> _REQUIRED ACTION_: The lines below starting at the line containing "spot the lamp post in the photo above" and ending at the line containing "spot the produce display in the photo above" are to be repeated exactly, with both ends kept and nothing else added.

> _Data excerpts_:
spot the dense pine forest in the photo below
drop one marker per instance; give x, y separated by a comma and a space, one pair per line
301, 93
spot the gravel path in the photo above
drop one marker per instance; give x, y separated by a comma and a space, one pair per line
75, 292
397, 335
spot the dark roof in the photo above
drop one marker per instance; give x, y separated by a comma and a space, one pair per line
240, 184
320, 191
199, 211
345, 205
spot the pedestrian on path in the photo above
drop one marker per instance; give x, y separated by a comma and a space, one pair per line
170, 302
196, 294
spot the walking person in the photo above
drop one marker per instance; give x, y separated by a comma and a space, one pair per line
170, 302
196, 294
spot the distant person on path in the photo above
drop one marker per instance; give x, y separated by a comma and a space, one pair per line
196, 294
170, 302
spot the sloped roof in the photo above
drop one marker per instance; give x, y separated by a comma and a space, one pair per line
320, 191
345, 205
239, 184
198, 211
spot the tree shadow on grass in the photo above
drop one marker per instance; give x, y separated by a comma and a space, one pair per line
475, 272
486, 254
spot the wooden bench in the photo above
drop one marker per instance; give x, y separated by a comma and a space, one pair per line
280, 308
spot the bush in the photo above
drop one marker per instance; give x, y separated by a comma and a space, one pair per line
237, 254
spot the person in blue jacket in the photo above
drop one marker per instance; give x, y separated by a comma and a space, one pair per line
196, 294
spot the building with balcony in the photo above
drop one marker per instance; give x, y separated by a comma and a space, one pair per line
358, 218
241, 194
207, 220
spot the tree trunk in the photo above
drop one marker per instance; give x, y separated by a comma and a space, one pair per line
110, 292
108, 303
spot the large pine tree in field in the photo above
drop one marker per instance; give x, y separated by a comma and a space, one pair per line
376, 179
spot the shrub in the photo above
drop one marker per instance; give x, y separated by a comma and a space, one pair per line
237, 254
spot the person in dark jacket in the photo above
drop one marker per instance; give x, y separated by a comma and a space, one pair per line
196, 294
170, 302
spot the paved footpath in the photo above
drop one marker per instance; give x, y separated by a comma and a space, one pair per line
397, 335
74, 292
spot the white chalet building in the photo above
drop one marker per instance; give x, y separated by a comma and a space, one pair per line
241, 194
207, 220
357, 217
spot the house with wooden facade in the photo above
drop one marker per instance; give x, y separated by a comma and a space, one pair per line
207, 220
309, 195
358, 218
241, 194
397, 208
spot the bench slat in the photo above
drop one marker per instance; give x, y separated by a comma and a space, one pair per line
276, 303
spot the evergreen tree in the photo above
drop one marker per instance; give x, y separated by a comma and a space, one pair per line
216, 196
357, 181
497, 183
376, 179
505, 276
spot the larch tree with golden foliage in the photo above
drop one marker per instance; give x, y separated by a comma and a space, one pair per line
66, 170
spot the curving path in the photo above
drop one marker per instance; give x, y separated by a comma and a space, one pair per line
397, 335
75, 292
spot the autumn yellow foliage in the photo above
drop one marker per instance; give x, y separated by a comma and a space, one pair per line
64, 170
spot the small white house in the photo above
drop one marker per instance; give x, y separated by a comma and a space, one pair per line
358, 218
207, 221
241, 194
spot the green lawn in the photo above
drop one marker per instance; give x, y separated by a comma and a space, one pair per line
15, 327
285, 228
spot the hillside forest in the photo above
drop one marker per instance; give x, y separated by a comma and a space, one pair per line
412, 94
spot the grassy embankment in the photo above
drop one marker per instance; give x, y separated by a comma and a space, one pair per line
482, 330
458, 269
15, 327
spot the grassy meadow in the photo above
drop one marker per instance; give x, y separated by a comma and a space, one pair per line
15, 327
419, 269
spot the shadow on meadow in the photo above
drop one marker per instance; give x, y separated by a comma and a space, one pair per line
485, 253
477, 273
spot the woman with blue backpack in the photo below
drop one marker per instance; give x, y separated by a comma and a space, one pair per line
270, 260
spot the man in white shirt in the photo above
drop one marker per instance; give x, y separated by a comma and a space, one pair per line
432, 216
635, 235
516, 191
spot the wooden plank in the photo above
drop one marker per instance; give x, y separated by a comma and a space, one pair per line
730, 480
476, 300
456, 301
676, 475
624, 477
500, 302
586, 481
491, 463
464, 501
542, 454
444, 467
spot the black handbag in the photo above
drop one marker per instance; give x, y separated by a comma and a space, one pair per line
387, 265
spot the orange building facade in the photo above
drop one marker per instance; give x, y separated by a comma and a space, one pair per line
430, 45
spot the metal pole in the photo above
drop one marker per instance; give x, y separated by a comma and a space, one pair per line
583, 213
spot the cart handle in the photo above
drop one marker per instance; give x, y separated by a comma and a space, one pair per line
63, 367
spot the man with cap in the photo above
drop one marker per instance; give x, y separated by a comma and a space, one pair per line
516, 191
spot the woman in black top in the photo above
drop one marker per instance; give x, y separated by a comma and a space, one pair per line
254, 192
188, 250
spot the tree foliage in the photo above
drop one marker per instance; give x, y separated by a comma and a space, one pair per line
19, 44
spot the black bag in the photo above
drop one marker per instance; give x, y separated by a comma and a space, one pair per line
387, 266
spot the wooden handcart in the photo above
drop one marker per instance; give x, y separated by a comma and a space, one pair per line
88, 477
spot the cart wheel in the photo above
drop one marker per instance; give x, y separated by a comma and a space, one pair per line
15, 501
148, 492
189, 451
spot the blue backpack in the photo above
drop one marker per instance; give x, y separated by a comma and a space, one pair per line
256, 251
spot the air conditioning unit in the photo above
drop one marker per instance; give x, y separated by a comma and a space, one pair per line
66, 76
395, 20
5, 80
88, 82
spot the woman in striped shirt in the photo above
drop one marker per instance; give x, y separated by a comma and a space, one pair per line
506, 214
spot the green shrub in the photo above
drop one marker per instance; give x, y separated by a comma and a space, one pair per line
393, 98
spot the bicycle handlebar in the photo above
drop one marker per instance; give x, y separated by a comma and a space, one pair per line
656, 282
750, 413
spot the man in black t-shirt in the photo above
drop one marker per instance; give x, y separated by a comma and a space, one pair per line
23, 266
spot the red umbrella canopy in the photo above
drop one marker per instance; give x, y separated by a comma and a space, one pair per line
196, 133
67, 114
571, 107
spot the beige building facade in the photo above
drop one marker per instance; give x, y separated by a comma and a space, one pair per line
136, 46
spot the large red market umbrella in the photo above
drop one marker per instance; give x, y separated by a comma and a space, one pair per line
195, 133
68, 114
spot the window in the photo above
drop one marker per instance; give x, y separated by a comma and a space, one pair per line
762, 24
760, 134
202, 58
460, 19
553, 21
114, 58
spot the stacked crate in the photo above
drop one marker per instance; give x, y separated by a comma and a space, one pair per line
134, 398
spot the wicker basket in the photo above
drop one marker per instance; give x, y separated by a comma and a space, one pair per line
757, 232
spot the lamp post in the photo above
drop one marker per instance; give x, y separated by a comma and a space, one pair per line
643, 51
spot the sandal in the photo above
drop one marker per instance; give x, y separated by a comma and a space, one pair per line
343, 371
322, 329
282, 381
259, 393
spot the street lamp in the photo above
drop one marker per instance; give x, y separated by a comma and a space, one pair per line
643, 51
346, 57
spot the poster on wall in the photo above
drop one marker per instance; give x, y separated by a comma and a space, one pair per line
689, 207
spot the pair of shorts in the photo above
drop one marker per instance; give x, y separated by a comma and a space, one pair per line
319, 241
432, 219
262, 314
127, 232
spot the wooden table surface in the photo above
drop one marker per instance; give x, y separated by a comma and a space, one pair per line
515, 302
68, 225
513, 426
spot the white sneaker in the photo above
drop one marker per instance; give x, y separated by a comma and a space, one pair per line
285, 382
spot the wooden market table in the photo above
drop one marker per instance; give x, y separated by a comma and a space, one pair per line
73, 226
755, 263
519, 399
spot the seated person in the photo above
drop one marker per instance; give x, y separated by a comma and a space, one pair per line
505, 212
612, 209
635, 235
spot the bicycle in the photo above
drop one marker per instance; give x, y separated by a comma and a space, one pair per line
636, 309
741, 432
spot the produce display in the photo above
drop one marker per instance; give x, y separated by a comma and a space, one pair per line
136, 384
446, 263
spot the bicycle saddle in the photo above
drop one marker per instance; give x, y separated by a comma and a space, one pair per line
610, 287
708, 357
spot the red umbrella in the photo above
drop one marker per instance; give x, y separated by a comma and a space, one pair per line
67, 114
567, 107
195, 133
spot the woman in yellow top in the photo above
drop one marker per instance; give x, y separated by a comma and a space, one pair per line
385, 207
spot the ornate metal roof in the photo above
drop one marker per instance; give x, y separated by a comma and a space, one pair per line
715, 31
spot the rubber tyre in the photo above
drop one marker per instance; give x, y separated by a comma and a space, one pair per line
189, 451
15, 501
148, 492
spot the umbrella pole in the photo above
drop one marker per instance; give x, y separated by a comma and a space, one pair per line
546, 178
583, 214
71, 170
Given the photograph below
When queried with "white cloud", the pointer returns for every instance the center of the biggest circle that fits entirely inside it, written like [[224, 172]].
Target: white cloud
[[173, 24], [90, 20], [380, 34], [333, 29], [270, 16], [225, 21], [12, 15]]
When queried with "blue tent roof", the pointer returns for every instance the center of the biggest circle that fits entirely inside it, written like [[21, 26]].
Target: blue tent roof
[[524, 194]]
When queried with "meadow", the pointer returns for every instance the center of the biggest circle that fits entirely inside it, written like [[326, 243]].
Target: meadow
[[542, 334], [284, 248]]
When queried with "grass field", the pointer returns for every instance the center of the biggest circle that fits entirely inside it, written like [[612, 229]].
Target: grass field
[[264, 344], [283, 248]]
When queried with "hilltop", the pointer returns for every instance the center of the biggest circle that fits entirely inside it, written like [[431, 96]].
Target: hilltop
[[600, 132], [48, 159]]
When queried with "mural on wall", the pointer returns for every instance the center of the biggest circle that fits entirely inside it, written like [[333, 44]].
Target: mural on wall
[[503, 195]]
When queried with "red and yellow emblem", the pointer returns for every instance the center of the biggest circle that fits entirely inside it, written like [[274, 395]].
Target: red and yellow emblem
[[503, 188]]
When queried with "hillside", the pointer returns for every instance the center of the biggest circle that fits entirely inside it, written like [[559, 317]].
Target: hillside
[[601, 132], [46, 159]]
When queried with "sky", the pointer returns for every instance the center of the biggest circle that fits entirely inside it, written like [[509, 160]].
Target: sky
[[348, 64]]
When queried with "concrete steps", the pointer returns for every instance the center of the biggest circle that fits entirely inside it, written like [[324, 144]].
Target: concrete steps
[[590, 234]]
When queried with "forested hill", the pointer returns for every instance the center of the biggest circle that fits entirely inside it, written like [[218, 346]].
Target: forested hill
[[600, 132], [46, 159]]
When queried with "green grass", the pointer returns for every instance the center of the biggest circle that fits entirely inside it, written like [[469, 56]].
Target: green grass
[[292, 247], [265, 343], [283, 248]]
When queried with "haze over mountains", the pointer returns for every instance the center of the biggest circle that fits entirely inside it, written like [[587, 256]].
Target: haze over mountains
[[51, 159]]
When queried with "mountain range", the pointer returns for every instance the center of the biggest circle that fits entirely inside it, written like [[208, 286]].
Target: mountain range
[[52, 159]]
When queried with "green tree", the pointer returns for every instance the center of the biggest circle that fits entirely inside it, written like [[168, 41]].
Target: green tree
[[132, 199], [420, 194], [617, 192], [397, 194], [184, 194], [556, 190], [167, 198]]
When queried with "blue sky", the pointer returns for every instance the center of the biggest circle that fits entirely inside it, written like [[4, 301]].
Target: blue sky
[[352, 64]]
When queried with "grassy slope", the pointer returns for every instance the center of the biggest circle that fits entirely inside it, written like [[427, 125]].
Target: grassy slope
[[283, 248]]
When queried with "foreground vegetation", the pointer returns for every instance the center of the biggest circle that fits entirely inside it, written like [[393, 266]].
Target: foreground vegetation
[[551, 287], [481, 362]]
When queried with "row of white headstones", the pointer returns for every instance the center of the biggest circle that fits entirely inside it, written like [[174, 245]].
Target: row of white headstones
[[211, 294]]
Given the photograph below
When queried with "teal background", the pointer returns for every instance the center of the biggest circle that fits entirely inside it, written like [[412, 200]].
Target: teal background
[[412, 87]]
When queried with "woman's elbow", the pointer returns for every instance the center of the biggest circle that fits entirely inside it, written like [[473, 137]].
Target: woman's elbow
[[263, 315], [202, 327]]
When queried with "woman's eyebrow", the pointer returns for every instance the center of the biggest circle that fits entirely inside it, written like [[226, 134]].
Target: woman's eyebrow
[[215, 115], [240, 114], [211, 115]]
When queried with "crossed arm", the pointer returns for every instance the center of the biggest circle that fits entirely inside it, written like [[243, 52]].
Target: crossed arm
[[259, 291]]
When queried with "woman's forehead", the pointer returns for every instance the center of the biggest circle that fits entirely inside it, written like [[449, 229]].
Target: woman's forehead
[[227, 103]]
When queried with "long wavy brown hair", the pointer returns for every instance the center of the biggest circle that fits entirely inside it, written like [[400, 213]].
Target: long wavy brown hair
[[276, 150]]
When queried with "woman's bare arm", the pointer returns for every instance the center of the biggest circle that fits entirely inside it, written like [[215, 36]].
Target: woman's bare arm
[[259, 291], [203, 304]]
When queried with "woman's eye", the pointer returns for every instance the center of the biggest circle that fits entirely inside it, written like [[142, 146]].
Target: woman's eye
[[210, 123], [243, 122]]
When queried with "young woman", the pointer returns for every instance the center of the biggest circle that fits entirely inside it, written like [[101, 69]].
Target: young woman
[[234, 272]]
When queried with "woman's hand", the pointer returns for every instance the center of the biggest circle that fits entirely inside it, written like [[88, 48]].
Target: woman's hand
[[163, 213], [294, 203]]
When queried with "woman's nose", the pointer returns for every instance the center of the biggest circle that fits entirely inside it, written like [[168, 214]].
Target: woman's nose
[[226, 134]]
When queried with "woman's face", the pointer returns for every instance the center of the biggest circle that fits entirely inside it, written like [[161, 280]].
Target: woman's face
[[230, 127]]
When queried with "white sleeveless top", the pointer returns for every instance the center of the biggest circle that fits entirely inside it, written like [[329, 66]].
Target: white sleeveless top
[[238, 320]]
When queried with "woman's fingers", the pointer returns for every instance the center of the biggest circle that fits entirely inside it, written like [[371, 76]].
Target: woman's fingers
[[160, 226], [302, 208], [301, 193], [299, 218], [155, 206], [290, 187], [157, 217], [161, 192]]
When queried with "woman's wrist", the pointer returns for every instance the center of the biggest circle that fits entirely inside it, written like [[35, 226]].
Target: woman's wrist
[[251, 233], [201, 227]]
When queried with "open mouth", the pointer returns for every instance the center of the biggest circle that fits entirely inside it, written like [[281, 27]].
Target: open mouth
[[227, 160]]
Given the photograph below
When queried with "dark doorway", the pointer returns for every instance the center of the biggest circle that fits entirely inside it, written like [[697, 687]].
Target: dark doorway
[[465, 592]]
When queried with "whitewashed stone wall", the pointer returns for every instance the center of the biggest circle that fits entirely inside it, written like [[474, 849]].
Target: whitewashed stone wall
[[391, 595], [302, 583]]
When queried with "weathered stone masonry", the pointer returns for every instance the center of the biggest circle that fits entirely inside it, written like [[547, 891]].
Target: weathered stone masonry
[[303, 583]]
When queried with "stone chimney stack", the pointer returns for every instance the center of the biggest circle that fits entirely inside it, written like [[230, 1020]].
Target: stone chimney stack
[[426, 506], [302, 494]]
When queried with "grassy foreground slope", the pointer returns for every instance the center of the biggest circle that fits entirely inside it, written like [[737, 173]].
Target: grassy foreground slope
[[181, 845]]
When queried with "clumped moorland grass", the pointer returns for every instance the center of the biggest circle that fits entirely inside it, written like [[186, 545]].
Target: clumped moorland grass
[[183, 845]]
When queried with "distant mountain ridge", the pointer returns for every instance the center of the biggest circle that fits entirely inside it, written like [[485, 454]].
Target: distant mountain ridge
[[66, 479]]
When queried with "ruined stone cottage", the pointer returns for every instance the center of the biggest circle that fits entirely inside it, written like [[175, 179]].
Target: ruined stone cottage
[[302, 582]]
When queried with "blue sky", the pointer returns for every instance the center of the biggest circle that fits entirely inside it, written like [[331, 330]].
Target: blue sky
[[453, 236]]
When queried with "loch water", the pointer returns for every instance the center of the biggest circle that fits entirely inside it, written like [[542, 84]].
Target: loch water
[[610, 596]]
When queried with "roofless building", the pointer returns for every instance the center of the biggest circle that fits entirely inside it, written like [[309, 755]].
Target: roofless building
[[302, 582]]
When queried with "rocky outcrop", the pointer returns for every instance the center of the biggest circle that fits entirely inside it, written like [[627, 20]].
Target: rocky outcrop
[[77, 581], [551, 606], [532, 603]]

> _ANSWER TO THE PROBLEM_:
spot the lamp post in the photo above
drop one marker per instance; give x, y separated by a comma and a space, one pair per line
643, 51
spot the sandal in the photo above
drop one marker per instance; give x, y separated by a comma and a space, one pair per line
343, 371
322, 329
282, 381
259, 393
spot the street lamp in the photo above
drop one marker per instance; give x, y separated by a comma and a space, one pair per line
643, 51
346, 57
spot the poster on wall in the photo above
drop one marker per instance; give x, y separated by a comma and a space, one pair per line
689, 207
spot the pair of shorts in the photo above
drop one marker per instance; give x, y separated by a comma and a space, one pair per line
319, 241
432, 219
262, 314
127, 232
spot the wooden table surface in the photo above
drop one marker per instance; give x, y separated by a comma and a space, one pair per line
515, 302
68, 225
513, 426
spot the white sneaker in the photo above
drop one marker per instance; give x, y separated by a comma and a space, one pair per line
285, 382
spot the wooden market table in the photo above
drop one marker per instance; give x, y separated by a comma and a space, one pair per line
73, 226
755, 263
519, 399
spot the seated person in the photo above
drop one marker per instance; give x, y separated by a comma and a space, one pair per line
505, 212
612, 209
635, 235
spot the bicycle in the photo above
drop one marker per instance; give x, y separated by a comma and a space, one pair per line
636, 309
741, 432
spot the produce display in the photo above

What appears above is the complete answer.